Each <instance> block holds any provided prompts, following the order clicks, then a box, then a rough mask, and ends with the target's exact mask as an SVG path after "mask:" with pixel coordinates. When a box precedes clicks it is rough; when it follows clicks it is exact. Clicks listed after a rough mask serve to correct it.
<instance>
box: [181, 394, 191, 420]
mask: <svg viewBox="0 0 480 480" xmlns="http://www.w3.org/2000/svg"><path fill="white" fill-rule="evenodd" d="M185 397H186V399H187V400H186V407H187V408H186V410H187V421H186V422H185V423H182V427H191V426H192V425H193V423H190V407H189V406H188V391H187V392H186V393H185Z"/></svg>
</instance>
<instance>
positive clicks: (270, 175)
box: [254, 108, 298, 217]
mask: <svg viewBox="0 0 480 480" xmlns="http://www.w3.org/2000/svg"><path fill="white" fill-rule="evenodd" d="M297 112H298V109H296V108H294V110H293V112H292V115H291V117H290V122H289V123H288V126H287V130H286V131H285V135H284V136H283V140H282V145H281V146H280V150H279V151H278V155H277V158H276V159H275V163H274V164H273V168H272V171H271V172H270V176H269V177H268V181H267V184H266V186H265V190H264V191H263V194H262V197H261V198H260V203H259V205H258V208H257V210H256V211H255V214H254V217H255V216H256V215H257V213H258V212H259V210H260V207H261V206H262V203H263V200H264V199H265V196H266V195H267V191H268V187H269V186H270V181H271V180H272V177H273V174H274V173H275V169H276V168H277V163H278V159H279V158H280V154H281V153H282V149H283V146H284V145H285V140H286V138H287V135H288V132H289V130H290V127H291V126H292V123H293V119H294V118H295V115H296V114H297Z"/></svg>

• Directions: What you give back must match the material exactly, beginning with its first line and ending with the line holding "positive clicks: (270, 175)".

• Exercise output:
Each <instance> block holds any provided prompts, following the order clicks, then a box, then a rough mask, and ends with the target's exact mask as an SVG path after "mask:" with pixel coordinates. When a box precedes clicks it is rough; when it follows clicks it is exact. Clicks listed after a rough mask serve to correct it.
<instance>
box: [181, 394, 191, 420]
mask: <svg viewBox="0 0 480 480" xmlns="http://www.w3.org/2000/svg"><path fill="white" fill-rule="evenodd" d="M185 397H186V399H187V400H186V407H187V408H186V410H187V421H186V422H185V423H182V427H191V426H192V425H193V423H190V407H189V406H188V391H187V392H186V393H185Z"/></svg>
</instance>
<instance>
positive clicks: (270, 175)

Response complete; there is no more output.